- _WHAT IS ASKED_:
1. In the timeline of the German invasion of Poland, list every person named in it.
2. According to the timeline of the German invasion of Poland, about how many civilians are estimated to have died in the bombing of Wieluń?
3. Reproduce a passage of the timeline of the German invasion of Poland word for word, starting at the words "The establishment in" and ending after "key Kraków Army.".

The German attack on Poland and the beginning of the Second World War. At 4.45 am, the German battleship Schleswig-Holstein began shelling Westerplatte, the Military Transit Depot in the Free City of Gdańsk, defended by a garrison (about 200 soldiers) under the command of Maj. Henryk Sucharski and Cpt. Franciszek Dąbrowski. For seven days, the Poles heroically repelled repeated German attacks from the sea, land and air, becoming a symbol of Polish resistance. The defense of the Polish Post in Gdańsk (commanded by Konrad Guderski). The Poles surrender in the afternoon, when the mail building is set on fire. A month later they are shot by the Germans. Operation "Tannenberg". The organized and planned German murder of civilians, especially the Polish elite in the western territories of the Republic of Poland, is carried out by the Selbstschutz (sabotage units recruited from members of German minority living in Poland) and security police (the so-called Einsatzgruppen). The bombing of Wieluń. One of the first attacked towns is Wieluń, bombed by the Luftwaffe - the number of victims is estimated at around 1,200 civilians.
The establishment in Stutthof in the annexed Free City of Gdańsk the camp facility initially intended for arrested representatives of the Polish population of Gdańsk and Pomerania.
The declaration of war on the Third Reich by France and the United Kingdom. Mass manifestations of overjoyed people of Warsaw in front of the embassies of these countries. In the south of the country near Węgierska Górka the fortified area, commanded by Cpt. Tadeusz Semik, filling scarce fortifications for over 20 hours repels the attacks of the 7th Infantry Division. This facilitates the reverse maneouver of the key Kraków Army.
The beginning of the evacuation of Polish state authorities, as well as of the country’s gold from the Polish Bank in Warsaw.
The Germans enter Bydgoszcz. The beginning of mass executions of Poles (approx. 1,600 people were shot) in retaliation for quelling the diversion of ethnic Germans in the city.

- _INFORMATION SHOWN_:

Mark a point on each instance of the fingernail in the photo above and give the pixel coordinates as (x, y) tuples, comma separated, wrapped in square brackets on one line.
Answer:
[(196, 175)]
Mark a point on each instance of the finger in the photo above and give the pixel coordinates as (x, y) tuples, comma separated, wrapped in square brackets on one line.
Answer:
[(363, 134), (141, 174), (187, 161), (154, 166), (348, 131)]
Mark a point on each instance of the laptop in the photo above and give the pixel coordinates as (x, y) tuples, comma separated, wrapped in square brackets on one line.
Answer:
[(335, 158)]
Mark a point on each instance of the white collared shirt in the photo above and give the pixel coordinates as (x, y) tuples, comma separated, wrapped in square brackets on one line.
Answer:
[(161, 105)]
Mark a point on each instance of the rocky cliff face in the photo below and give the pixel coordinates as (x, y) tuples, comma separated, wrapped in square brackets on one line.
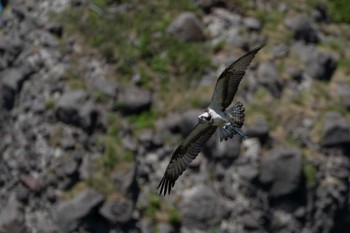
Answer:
[(85, 140)]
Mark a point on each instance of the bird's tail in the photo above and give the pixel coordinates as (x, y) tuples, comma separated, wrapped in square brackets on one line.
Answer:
[(236, 114), (236, 117)]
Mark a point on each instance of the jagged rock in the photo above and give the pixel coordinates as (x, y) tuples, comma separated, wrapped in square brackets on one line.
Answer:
[(12, 218), (43, 38), (207, 5), (11, 81), (343, 91), (280, 50), (318, 64), (187, 27), (9, 51), (30, 182), (188, 120), (224, 152), (201, 208), (119, 211), (239, 41), (259, 129), (302, 28), (281, 171), (75, 108), (106, 86), (125, 178), (251, 221), (268, 77), (68, 215), (336, 131), (55, 29), (133, 100), (252, 24), (248, 172)]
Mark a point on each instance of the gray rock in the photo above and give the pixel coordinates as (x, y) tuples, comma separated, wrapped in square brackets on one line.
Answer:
[(11, 217), (224, 152), (252, 24), (251, 221), (68, 215), (188, 120), (125, 178), (281, 171), (119, 211), (248, 172), (11, 81), (43, 38), (201, 208), (302, 28), (268, 77), (207, 5), (259, 129), (74, 108), (239, 41), (343, 91), (106, 86), (280, 50), (187, 27), (318, 64), (133, 100), (171, 123), (9, 51), (336, 131)]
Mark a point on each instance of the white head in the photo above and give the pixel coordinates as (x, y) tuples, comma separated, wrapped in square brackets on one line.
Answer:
[(205, 117)]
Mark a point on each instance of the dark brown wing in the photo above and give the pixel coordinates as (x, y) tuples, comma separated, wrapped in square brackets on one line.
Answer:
[(184, 154), (227, 84)]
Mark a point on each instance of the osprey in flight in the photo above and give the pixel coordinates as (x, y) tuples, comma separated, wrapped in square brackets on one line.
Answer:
[(229, 121)]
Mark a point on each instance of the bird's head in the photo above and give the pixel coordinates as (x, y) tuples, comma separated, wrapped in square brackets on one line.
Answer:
[(205, 117)]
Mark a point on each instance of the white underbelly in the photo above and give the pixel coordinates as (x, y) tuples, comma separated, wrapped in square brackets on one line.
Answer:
[(218, 120)]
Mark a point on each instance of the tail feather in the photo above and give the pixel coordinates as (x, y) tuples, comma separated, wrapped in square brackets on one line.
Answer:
[(236, 114)]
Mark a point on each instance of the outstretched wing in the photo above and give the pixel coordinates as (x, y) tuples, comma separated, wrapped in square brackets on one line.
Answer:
[(184, 154), (227, 84)]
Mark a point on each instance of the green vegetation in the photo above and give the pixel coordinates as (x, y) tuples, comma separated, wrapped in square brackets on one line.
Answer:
[(135, 41), (143, 120), (339, 10)]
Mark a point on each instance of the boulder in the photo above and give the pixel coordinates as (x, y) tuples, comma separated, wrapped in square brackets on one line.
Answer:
[(11, 217), (302, 29), (11, 81), (119, 211), (259, 129), (9, 51), (133, 100), (201, 208), (336, 131), (268, 77), (343, 91), (68, 215), (74, 108), (318, 64), (252, 24), (187, 27), (281, 171)]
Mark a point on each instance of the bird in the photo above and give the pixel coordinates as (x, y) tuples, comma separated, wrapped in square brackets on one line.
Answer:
[(216, 115)]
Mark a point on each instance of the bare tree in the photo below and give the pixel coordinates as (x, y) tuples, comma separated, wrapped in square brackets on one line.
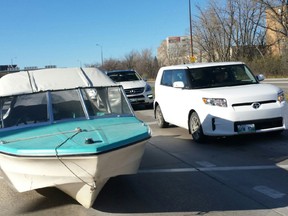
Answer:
[(279, 13), (230, 31)]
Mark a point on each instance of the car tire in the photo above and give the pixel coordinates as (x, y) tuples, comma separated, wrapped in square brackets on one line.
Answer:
[(160, 119), (196, 128)]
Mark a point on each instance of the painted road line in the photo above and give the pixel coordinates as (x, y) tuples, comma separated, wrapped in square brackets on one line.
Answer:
[(205, 164), (214, 169), (151, 123), (269, 192)]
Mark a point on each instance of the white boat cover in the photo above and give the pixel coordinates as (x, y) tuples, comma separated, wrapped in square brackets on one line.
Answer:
[(52, 79)]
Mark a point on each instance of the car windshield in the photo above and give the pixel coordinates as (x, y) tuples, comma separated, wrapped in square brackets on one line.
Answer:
[(124, 76), (221, 76), (50, 107)]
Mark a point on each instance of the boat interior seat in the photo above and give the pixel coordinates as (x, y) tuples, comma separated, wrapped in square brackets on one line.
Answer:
[(26, 115), (68, 110)]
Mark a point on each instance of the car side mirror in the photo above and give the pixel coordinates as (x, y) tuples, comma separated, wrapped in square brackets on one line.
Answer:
[(178, 84), (260, 77)]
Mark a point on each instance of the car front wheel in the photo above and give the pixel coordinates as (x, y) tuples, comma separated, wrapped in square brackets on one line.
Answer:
[(196, 128), (160, 119)]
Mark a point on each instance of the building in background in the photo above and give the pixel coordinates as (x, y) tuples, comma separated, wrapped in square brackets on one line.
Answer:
[(174, 50), (177, 50)]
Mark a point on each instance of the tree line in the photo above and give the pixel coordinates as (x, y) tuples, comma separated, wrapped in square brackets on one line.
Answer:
[(234, 31)]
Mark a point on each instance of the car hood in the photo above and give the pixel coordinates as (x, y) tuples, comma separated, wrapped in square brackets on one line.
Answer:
[(133, 84), (243, 93)]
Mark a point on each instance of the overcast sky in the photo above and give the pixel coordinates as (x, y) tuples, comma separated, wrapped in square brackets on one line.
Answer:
[(65, 33)]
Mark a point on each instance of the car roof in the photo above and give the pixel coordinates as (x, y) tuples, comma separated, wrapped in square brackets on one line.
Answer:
[(201, 65), (120, 71)]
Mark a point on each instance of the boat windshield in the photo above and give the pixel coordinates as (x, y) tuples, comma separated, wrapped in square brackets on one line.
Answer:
[(54, 106), (220, 76)]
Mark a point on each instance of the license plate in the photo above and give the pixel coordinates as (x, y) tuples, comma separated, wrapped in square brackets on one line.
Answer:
[(133, 99), (246, 128)]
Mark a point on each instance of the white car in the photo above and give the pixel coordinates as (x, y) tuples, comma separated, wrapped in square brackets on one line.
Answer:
[(218, 99), (136, 88)]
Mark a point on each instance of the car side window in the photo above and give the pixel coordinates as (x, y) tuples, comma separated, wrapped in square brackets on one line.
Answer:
[(180, 75), (167, 78)]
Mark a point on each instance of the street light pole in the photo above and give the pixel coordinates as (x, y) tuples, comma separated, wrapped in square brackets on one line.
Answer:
[(191, 40), (101, 53)]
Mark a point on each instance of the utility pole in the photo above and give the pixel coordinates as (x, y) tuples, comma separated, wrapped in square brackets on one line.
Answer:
[(192, 58)]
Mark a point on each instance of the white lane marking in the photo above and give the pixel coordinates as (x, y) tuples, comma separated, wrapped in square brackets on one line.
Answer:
[(174, 170), (269, 191), (213, 169), (205, 164), (151, 123)]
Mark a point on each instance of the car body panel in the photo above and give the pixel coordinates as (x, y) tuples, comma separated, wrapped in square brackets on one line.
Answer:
[(138, 91)]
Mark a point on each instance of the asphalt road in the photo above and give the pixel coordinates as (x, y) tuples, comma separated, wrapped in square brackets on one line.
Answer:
[(233, 176)]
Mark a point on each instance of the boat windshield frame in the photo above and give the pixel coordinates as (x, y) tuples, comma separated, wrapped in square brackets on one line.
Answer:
[(53, 106)]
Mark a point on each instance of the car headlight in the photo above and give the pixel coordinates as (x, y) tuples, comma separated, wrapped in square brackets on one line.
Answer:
[(222, 102), (281, 96), (148, 88)]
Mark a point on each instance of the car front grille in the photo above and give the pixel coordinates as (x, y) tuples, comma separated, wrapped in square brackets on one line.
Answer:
[(262, 124), (134, 91), (250, 103)]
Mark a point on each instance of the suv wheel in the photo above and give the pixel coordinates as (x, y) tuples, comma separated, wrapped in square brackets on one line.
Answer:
[(160, 119), (196, 128)]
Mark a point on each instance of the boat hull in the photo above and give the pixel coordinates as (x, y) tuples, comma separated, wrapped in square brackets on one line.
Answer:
[(81, 177)]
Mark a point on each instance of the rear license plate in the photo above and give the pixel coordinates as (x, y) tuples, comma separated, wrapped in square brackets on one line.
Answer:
[(246, 128)]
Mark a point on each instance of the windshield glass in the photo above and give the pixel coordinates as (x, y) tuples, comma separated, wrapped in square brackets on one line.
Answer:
[(221, 76), (124, 76), (30, 109)]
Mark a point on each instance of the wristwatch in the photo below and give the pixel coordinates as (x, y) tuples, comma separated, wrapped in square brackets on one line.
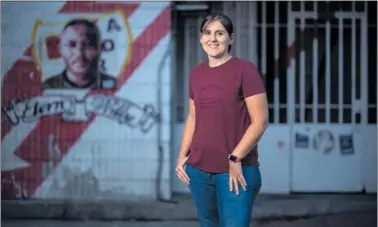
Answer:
[(234, 158)]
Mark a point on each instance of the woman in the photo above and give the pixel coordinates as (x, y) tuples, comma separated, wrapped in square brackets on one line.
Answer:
[(227, 116)]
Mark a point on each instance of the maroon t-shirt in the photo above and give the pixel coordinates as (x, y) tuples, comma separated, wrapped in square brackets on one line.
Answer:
[(221, 113)]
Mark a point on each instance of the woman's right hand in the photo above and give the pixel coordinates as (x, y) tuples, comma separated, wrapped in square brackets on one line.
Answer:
[(180, 171)]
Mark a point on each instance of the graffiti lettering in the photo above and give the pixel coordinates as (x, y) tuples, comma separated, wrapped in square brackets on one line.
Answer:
[(113, 25), (37, 107), (121, 110)]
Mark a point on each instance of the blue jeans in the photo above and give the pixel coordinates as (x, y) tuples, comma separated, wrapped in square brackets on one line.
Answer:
[(216, 204)]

- _RESPONSES TO THE EXERCISE_:
1.
Maj. Henryk Sucharski
Cpt. Franciszek Dąbrowski
Konrad Guderski
Cpt. Tadeusz Semik

2. Around 1,200 civilians.

3.
The establishment in Stutthof in the annexed Free City of Gdańsk the camp facility initially intended for arrested representatives of the Polish population of Gdańsk and Pomerania.
The declaration of war on the Third Reich by France and the United Kingdom. Mass manifestations of overjoyed people of Warsaw in front of the embassies of these countries. In the south of the country near Węgierska Górka the fortified area, commanded by Cpt. Tadeusz Semik, filling scarce fortifications for over 20 hours repels the attacks of the 7th Infantry Division. This facilitates the reverse maneouver of the key Kraków Army.